What is expected:
In the source excerpt on France after Napoleon's capture, write out the text from "There was, in" to "accomplish these things!", without changing a word.

Source excerpt:
__________

Napoleon
was in the hands of the English, and was to be carried a life-prisoner
to the island of St. Helena.
Louis XVIII., who had been waiting at Ghent, immediately returned to
the Tuileries, and to his foolish task of posing as a liberal king to
his people, and as a reactionary one to his royalist adherents. The
country was full of disappointed, imbittered imperialists, and of angry
and revengeful royalists. The Chamber of Peers immediately issued a
decree for the perpetual banishment of the family of Bonaparte from
French soil; the extremists demanding that the families of the men who
had consented to the death of Louis XVI. be included in the decree.
Sentence of death was passed upon Marshal Ney, as a traitor to France.
Some might have said that a greater traitor was at the Tuileries; but
the most picturesque in that heroic group of Napoleon's marshals was
shot to death.
There was, in fact, a determined purpose to undo all the work of the
Revolution; to restore the supremacy and the property of the Church,
and the power of the nobility. In the meantime, the people, perfectly
aware that the returned exiles were impoverished, were paying taxes to
maintain foreign troops which were in France for the sole purpose of
enabling the king's government to accomplish these things!

__________

Lines of data:
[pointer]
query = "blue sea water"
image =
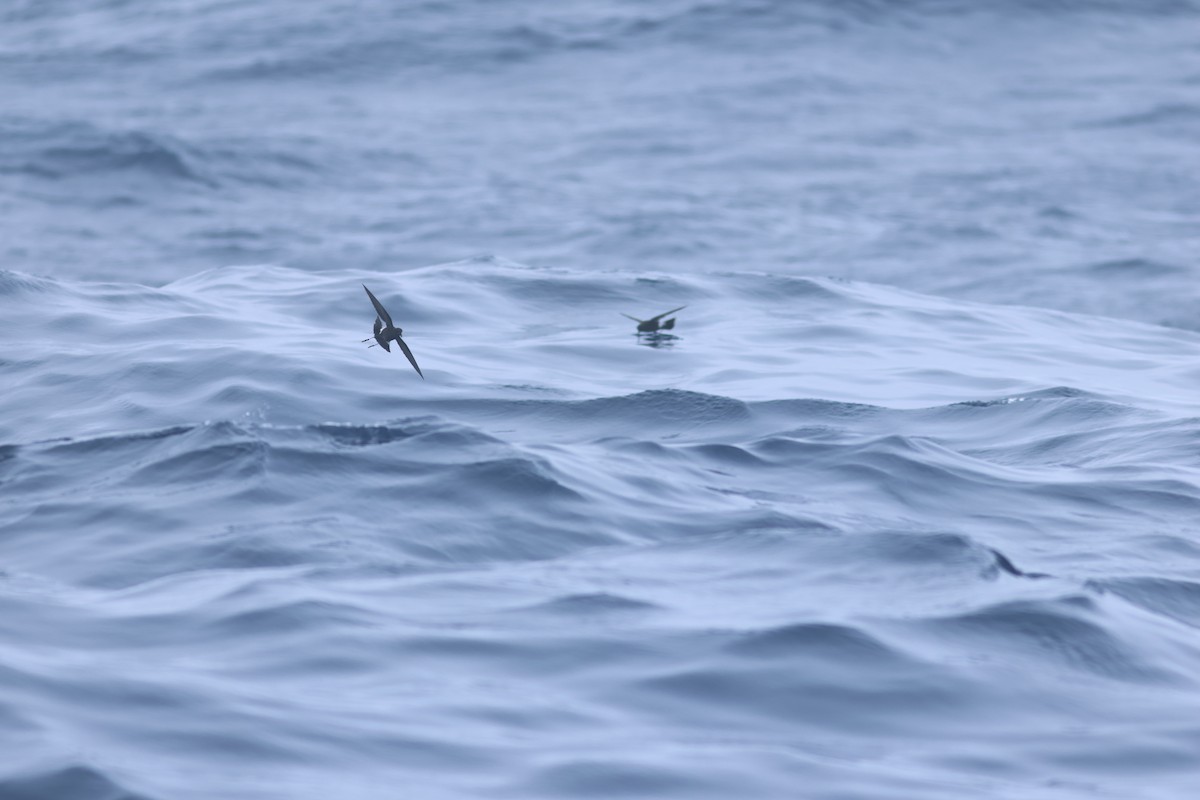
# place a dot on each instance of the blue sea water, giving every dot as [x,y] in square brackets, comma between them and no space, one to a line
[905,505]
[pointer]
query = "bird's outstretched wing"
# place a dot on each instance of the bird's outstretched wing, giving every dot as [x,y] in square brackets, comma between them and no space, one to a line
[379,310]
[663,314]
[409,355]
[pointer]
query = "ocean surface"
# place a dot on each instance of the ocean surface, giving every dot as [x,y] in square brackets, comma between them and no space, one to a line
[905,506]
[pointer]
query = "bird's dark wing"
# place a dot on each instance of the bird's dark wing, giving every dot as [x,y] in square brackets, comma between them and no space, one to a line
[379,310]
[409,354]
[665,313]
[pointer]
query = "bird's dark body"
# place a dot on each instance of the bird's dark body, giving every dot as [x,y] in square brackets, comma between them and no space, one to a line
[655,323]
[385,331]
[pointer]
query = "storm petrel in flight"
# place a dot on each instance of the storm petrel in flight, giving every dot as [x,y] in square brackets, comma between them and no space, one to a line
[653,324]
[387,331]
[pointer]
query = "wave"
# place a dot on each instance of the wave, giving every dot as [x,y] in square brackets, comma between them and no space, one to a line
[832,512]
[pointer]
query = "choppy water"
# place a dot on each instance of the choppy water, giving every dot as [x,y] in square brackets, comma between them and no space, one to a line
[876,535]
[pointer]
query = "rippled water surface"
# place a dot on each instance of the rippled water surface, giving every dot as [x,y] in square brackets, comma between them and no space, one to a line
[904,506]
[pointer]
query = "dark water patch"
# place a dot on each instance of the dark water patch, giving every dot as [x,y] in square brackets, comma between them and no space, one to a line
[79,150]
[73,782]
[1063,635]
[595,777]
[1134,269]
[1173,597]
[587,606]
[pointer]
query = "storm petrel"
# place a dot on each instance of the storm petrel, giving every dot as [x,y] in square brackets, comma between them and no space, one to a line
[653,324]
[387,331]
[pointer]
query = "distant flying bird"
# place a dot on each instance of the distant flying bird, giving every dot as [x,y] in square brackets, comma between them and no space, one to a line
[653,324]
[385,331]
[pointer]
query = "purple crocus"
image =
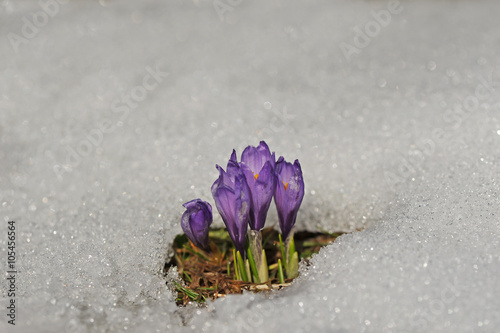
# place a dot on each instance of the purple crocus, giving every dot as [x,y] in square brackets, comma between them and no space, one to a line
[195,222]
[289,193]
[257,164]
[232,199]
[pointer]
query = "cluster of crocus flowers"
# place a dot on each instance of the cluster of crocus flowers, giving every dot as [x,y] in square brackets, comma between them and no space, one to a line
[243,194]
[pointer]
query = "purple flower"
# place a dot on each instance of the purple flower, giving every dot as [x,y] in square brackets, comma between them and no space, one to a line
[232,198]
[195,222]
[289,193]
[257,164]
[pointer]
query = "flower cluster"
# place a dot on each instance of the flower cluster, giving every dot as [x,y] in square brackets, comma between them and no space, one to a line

__________

Output for this exercise:
There was, in fact, a determined purpose to undo all the work of the
Revolution; to restore the supremacy and the property of the Church,
and the power of the nobility. In the meantime, the people, perfectly
aware that the returned exiles were impoverished, were paying taxes to
maintain foreign troops which were in France for the sole purpose of
enabling the king's government to accomplish these things!